======== EXCERPT TO READ ========
A BatchNormalization layer is added to normalize the activations of the previous layer.
Another UpSampling2D layer is added to double the spatial dimensions of the feature maps, resulting in a 32x32 grid of 128-dimensional feature maps.
Another Conv2D layer is added with 64 filters and a kernel size of 3x3. This layer applies another convolution operation to the feature maps and uses a Rectified Linear Unit (ReLU) activation function.
Another BatchNormalization layer is added to normalize the activations of the previous layer.
Finally, a Conv2D layer is added with channels filters and a kernel size of 3x3. This layer applies a convolution operation to the feature maps and uses a hyperbolic tangent (tanh) activation function. The output of this layer is an image with shape (img_rows, img_cols, channels), which represents the generated image.
The function returns a Keras Model object that takes as input the random noise vector and outputs the generated image. Overall, this code defines the architecture of the generator model and returns it as a Keras Model object that can be compiled and trained on a dataset.
The Discriminator
The discriminator is also a CNN with leaky ReLU activations. Many activation functions will work fine with this basic GAN architecture. However, leaky ReLUs are very popular because they help the gradients flow easier through the architecture.
A regular ReLU function works by truncating negative values to 0. This has the effect of blocking the gradients to flow through the network. Instead of the function being zero, leaky ReLUs allow a small negative value to pass through. That is, the function computes the greatest value between the features and a small factor.
Leaky ReLUs represent an attempt to solve the dying ReLU problem. This situation occurs when the neurons get stuck in a state in which ReLU units always output 0s for all inputs. For these cases, the gradients are completely shut to flow back through the network.
> *This is especially important for GANs since the only way the generator has to learn is by receiving the gradients from the discriminator.*
Finally, the discriminator needs to output probabilities. We use a Sigmoid Activation for that.
def build_discriminator():
model = Sequential()
model.add(Conv2D(32, kernel_size=3, strides=2, input_shape=img_shape, padding="same"))
model.add(LeakyReLU(alpha=0.2))
model.add(Dropout(0.25))
#no normalization for the first layer
model.add(Conv2D(64, kernel_size=3, strides=2, padding="same"))
model.add(ZeroPadding2D(padding=((0,1),(0,1))))
model.add(BatchNormalization(momentum=0.8))
model.add(LeakyReLU(alpha=0.2))
model.add(Dropout(0.25))
model.add(Conv2D(128, kernel_size=3, strides=2, padding="same"))
model.add(BatchNormalization(momentum=0.8))
model.add(LeakyReLU(alpha=0.2))
model.add(Dropout(0.25))
model.add(Conv2D(256, kernel_size=3, strides=1, padding="same"))
model.add(BatchNormalization(momentum=0.8))
model.add(LeakyReLU(alpha=0.2))
model.add(Dropout(0.25))
model.add(Flatten())
model.add(Dense(1, activation='sigmoid'))
img = Input(shape=img_shape)
validity = model(img)
return Model(img, validity)
========
— INSTRUCTIONS —
1 - Decide whether each statement below agrees with the GAN tutorial excerpt above. Answer yes or no for each, and quote the words from the excerpt that settle it.
(a) The last layer of the generator uses a hyperbolic tangent activation.
(b) The first Conv2D layer of the discriminator is followed by batch normalization.
(c) A regular ReLU lets a small negative value pass through.
2 - Write the next part of the GAN tutorial excerpt above, starting after its final line of code.
======== DATA ========
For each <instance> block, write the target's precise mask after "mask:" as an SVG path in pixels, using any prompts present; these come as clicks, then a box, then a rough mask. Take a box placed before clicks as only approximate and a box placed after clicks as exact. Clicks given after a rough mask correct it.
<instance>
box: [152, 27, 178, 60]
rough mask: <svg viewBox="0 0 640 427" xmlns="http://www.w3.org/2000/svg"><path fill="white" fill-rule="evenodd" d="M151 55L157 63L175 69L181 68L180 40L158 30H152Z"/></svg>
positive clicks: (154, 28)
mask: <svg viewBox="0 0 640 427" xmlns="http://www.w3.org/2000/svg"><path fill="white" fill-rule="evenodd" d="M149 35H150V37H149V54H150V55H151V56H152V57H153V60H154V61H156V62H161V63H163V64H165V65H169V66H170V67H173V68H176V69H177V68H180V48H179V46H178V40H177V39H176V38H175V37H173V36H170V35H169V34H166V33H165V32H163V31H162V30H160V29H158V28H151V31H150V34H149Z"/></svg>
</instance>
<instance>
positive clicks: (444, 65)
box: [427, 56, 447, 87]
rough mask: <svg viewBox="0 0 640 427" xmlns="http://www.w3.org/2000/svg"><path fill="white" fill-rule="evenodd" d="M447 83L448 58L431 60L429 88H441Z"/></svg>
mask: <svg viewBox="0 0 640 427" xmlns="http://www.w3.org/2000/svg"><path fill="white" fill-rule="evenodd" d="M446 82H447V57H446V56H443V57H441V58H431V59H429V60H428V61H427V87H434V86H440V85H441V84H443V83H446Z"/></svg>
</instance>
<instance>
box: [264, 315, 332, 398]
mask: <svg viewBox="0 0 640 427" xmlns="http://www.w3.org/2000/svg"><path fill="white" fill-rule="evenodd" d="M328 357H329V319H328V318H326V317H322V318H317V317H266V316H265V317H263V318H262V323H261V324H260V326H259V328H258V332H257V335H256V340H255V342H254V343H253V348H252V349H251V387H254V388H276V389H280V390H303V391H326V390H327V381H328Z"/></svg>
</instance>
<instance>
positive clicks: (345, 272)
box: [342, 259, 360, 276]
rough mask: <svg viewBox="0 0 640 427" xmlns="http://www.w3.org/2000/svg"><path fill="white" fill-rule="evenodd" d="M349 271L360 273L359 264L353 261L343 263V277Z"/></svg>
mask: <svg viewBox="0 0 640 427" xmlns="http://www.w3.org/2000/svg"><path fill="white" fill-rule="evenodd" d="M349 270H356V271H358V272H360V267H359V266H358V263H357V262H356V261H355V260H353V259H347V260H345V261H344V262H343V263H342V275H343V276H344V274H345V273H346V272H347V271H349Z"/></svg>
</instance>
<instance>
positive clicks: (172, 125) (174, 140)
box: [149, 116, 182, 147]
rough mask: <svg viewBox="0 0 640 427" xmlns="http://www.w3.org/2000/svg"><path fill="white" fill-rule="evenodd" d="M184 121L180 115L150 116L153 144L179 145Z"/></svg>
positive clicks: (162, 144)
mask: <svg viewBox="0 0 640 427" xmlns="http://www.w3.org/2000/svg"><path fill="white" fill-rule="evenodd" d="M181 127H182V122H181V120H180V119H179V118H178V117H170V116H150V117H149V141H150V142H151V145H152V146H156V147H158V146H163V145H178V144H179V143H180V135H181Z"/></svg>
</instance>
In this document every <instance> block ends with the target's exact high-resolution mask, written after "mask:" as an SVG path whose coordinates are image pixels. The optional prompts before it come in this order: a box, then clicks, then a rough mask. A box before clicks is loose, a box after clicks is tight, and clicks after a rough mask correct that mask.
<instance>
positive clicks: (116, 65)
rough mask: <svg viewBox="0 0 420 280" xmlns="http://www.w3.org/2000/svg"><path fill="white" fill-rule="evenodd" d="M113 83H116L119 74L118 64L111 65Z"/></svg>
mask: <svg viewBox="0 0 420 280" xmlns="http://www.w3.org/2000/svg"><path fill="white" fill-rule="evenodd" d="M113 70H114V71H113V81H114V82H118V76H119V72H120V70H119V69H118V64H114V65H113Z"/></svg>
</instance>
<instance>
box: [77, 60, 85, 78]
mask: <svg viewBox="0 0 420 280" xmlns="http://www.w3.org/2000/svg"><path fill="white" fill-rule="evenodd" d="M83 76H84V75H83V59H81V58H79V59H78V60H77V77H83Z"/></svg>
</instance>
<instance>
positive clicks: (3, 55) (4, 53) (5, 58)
========
— RESULTS OF THE EXERCISE —
1 -
(a) Yes: "uses a hyperbolic tangent (tanh) activation function"
(b) No: "#no normalization for the first layer"
(c) No: "A regular ReLU function works by truncating negative values to 0."

2 -
This code defines a function called “build_discriminator” that creates a discriminator model for a deep learning application. The discriminator model is used to distinguish between real images from a given dataset and fake images generated by a generator model.
The discriminator model is also built using the Keras Sequential API, but it takes as input an image with shape (img_rows, img_cols, channels) instead of a vector of random noise.
The model first adds a Conv2D layer with 32 filters, a kernel size of 3x3, and a stride of 2. This layer applies a convolution operation to the input image and uses a Leaky Rectified Linear Unit (LeakyReLU) activation function with a slope of 0.2.
A Dropout layer is added to regularize the activations of the previous layer and prevent overfitting.
Another Conv2D layer is added with 64 filters, a kernel size of 3x3, and a stride of 2. This layer applies another convolution operation to the feature maps and uses a LeakyReLU activation function with a slope of 0.2. A ZeroPadding2D layer is added to pad the feature maps with an extra row and column of zeros.
A BatchNormalization layer is added to normalize the activations of the previous layer.
Another Dropout layer is added to regularize the activations of the previous layer.
Another Conv2D layer is added with 128 filters, a kernel size of 3x3, and a stride of 2. This layer applies another convolution operation to the feature maps and uses a LeakyReLU activation function with a slope of 0.2.
Another BatchNormalization layer is added to normalize the activations of the previous layer.
Another Dropout layer is added to regularize the activations of the previous layer.
Another Conv2D layer is added with 256 filters, a kernel size of 3x3, and a stride of 1. This layer applies another convolution operation to the feature maps and uses a LeakyReLU activation function with a slope of 0.2.
Another BatchNormalization layer is added to normalize the activations of the previous layer.
Another Dropout layer is added to regularize the activations of the previous layer.
Finally, a Flatten layer is added to flatten the output of the previous layer into a 1D vector. A Dense layer with a single neuron and a sigmoid activation function is added to output a probability score that represents the likelihood that the input image is real.
The function returns a Keras Model object that takes as input an image and outputs a probability score. Overall, this code defines the architecture of the discriminator model and returns it as a Keras Model object that can be compiled and trained on a dataset.
A lot of changes have been made in GAN’s Architecture since Goodfeloow’s original paper , but some things remain the same :-
* Normalizing the input
* The activation function in all except the last layer of the generator must be a relu.
* The activation in the last layer of the generator which is a Dense Layer is tanh activation.
* Same goes for the discriminator, all the layers except the last have relu as activtaion and the last Dense layer uses Sigmoid Activation.
* We use binary_cross_entropy method to calculate loss in both the adversaries.(Though in some papers like [Wasserstein gan] different loss functions is used)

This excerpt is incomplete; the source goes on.